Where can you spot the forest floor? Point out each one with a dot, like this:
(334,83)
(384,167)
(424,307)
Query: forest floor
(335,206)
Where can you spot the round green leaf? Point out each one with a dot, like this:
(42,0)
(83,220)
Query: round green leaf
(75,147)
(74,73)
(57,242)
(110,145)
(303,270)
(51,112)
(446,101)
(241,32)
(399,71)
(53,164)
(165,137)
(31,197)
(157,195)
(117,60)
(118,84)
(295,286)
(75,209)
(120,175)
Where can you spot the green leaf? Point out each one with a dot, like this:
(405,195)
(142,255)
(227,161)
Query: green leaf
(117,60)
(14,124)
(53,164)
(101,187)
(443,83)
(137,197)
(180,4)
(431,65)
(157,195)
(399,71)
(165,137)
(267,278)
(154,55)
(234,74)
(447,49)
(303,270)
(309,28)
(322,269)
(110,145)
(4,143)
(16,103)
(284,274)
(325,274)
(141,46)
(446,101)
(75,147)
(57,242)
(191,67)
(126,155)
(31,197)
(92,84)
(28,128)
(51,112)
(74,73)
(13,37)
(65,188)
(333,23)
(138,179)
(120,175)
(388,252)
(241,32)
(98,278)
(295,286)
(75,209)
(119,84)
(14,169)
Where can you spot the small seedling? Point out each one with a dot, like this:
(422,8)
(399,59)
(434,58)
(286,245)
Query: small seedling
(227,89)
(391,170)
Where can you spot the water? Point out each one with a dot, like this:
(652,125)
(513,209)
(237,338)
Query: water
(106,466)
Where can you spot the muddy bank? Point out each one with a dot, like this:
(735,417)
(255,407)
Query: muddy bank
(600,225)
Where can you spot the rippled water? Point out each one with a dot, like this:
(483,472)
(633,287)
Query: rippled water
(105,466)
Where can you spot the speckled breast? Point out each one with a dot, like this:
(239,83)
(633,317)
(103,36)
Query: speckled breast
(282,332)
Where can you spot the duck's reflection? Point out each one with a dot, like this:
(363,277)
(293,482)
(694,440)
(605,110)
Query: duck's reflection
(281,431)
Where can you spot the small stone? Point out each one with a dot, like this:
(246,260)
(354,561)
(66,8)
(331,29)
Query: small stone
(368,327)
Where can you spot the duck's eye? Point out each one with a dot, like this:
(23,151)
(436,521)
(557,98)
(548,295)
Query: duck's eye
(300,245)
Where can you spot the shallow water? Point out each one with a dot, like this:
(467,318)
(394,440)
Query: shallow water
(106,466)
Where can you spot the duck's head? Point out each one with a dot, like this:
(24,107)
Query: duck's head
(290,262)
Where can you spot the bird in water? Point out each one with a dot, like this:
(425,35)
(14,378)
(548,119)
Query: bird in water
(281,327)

========================

### What you have to do
Write out all of the records exactly as they stand above.

### Written answer
Where can you spot the forest floor? Point out each one with a dot, like this:
(334,83)
(384,167)
(424,307)
Query: forest floor
(335,206)
Where can you spot the round green leaf? Point out each one with a dot, like this:
(42,0)
(83,220)
Query: round green leaf
(75,147)
(74,73)
(57,242)
(110,145)
(303,270)
(51,112)
(446,101)
(241,32)
(399,71)
(53,164)
(165,137)
(31,197)
(157,195)
(117,60)
(118,84)
(295,286)
(75,209)
(120,175)
Where can you spot the green leaf? Point out each one with a dot, like this:
(405,195)
(142,255)
(227,161)
Query: green leaf
(117,60)
(14,124)
(53,164)
(101,187)
(443,83)
(137,197)
(180,4)
(431,65)
(157,195)
(399,71)
(165,137)
(267,278)
(154,55)
(234,74)
(447,49)
(303,270)
(309,28)
(322,269)
(110,145)
(4,143)
(16,103)
(284,274)
(325,274)
(141,46)
(446,101)
(75,147)
(57,242)
(191,67)
(126,155)
(31,197)
(92,84)
(28,128)
(51,112)
(74,73)
(13,37)
(65,188)
(333,23)
(138,179)
(120,175)
(388,252)
(241,32)
(98,278)
(295,286)
(75,209)
(119,84)
(14,169)
Where can you spot the small seedling? Point out each one with a dot, like this:
(422,8)
(399,59)
(434,58)
(286,245)
Query: small seedling
(227,89)
(391,170)
Where can you spot the water? Point out each one with a dot, like this:
(652,125)
(513,209)
(237,338)
Query: water
(106,466)
Where can you spot the muddy bank? Point out each one with a dot, like this:
(735,417)
(255,407)
Query: muddy bank
(600,225)
Where can you spot the rippled water? Point out each one with a dot, like this:
(483,472)
(633,287)
Query: rippled water
(105,466)
Where can you spot the speckled breast? Point out each one with a dot, like this:
(239,83)
(633,317)
(103,36)
Query: speckled breast
(282,332)
Where can you spot the duck's reflection? Point out each one with a dot, like this:
(363,277)
(293,482)
(694,440)
(605,110)
Query: duck's reflection
(281,431)
Where can you spot the small stone? Point out each one with a dot, like this:
(246,260)
(354,561)
(66,8)
(331,29)
Query: small stone
(368,327)
Where can you spot the duck's eye? Point out each one with a dot, like this:
(23,151)
(436,521)
(557,98)
(548,295)
Query: duck's eye
(300,245)
Where can you spot the shallow water? Point out each one with a dot, like this:
(467,318)
(394,440)
Query: shallow water
(106,466)
Where can you spot the duck's head? Point out each one with a dot, like this:
(24,107)
Query: duck's head
(290,262)
Where can you spot the bird in water? Point out each one with a dot, like this:
(425,35)
(14,378)
(548,119)
Query: bird in water
(281,327)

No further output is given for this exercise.